## BRIEF
Print exactly the lines from the line with "11L329 27L263 22L252" to the last line of the data, please, both included.
(DATA RECORDS begins)
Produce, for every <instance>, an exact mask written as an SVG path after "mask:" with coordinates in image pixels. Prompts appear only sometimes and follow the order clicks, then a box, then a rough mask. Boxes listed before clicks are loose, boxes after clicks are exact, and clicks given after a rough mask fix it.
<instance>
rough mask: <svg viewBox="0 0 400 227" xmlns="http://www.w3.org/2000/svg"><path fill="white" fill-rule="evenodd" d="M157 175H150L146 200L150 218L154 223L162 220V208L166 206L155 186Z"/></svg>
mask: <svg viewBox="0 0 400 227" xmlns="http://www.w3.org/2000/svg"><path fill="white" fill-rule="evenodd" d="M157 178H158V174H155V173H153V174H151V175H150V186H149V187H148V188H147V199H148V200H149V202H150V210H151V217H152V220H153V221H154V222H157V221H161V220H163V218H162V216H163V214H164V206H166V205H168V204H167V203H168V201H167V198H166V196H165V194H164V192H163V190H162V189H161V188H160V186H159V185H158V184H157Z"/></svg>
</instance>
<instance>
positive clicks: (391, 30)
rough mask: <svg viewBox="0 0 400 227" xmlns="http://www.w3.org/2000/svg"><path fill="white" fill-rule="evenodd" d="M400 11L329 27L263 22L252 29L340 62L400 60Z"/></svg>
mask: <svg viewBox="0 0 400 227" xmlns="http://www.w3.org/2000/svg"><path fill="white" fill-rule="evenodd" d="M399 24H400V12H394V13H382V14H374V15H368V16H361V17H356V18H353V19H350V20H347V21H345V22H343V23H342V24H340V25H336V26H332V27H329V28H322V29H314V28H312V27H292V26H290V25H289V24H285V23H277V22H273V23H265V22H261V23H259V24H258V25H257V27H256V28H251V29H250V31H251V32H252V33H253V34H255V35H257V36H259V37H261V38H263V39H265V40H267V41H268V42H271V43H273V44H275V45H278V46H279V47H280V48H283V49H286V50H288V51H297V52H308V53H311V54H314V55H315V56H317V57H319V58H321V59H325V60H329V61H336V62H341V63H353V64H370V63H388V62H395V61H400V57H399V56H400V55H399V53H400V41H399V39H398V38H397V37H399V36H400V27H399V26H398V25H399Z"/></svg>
(DATA RECORDS ends)
## WRITTEN ANSWER
rough mask: <svg viewBox="0 0 400 227" xmlns="http://www.w3.org/2000/svg"><path fill="white" fill-rule="evenodd" d="M400 11L329 27L263 22L252 29L340 62L400 60Z"/></svg>
mask: <svg viewBox="0 0 400 227" xmlns="http://www.w3.org/2000/svg"><path fill="white" fill-rule="evenodd" d="M399 24H400V12H394V13H382V14H374V15H368V16H361V17H356V18H353V19H350V20H347V21H345V22H343V23H342V24H340V25H336V26H332V27H329V28H322V29H314V28H312V27H292V26H290V25H289V24H285V23H277V22H273V23H265V22H261V23H259V24H258V25H257V27H256V28H251V29H250V31H251V32H252V33H253V34H255V35H257V36H259V37H261V38H263V39H265V40H267V41H268V42H271V43H273V44H275V45H278V46H279V47H280V48H283V49H286V50H288V51H297V52H308V53H311V54H314V55H315V56H317V57H319V58H321V59H325V60H329V61H336V62H341V63H353V64H370V63H388V62H395V61H400V57H399V56H400V55H399V53H400V41H399V39H398V38H397V37H399V36H400V27H399V26H398V25H399Z"/></svg>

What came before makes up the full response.